§ **Exercise requirements**
Please copy the following lines word for word.

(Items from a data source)
= = = = = = =

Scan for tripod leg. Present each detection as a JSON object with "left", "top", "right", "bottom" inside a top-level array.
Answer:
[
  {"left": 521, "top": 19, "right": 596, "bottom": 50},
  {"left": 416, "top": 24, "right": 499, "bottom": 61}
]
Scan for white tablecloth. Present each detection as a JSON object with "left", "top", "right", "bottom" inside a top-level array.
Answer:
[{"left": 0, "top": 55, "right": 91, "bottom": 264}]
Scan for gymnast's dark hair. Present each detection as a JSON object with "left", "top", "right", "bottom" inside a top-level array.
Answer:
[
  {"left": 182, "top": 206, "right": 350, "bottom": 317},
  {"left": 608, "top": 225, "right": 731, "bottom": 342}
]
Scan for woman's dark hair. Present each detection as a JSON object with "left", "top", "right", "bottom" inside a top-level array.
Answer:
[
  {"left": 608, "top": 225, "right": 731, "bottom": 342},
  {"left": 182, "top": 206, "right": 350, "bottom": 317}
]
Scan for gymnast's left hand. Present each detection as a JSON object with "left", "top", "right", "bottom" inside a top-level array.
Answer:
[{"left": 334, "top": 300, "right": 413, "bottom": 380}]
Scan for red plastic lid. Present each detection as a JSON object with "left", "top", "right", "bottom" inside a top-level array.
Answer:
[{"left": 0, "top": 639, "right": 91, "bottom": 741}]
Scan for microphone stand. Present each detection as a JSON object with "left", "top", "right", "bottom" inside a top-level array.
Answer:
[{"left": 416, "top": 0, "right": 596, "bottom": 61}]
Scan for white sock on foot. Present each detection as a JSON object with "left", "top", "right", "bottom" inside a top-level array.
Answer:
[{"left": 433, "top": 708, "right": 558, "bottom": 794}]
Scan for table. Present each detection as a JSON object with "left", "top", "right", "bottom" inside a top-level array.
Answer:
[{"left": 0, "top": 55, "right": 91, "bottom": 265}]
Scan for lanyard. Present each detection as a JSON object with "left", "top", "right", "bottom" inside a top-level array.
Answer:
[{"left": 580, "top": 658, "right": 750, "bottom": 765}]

= = = = = = =

§ **Solved exercise**
Scan for tripod leg. Present each detection as a JSON object with "left", "top", "right", "bottom" inside a top-level array.
Answer:
[
  {"left": 521, "top": 19, "right": 596, "bottom": 50},
  {"left": 416, "top": 24, "right": 499, "bottom": 61}
]
Scan for white tablecloth. Present each detection as a JSON object with "left", "top", "right", "bottom" inside a top-level array.
Answer:
[{"left": 0, "top": 55, "right": 91, "bottom": 264}]
Scan for gymnast's dark hair. Present each detection as a JSON object with "left", "top", "right", "bottom" inside a top-level array.
Answer:
[
  {"left": 182, "top": 206, "right": 350, "bottom": 317},
  {"left": 608, "top": 225, "right": 731, "bottom": 342}
]
Scan for woman's dark hair. Present each detection as a JSON object with "left", "top", "right", "bottom" inside a top-level array.
Answer:
[
  {"left": 608, "top": 225, "right": 731, "bottom": 342},
  {"left": 182, "top": 206, "right": 350, "bottom": 317}
]
Scan for gymnast's left hand. Present each detection as a JSON object with "left", "top", "right", "bottom" inside a top-level array.
Answer:
[{"left": 334, "top": 300, "right": 413, "bottom": 380}]
Scan for red plastic lid. Present each detection as a JSON object with "left", "top", "right", "bottom" inside a top-level array.
Answer:
[{"left": 0, "top": 639, "right": 91, "bottom": 741}]
Scan for microphone stand. Present each detection as a JSON object with "left", "top", "right", "bottom" inside a top-level array.
Answer:
[{"left": 416, "top": 0, "right": 596, "bottom": 61}]
Scan for white sock on foot. Present each detection as a JSON object with "left", "top", "right", "bottom" inside a top-level array.
Answer:
[{"left": 433, "top": 708, "right": 558, "bottom": 794}]
Scan for table. Present each detection as a JSON object with "left", "top", "right", "bottom" inside a top-level array.
Answer:
[{"left": 0, "top": 55, "right": 91, "bottom": 265}]
Scan for lanyard. Present each detection as a JSON object with "left", "top", "right", "bottom" inside a top-level array.
Answer:
[{"left": 580, "top": 658, "right": 750, "bottom": 765}]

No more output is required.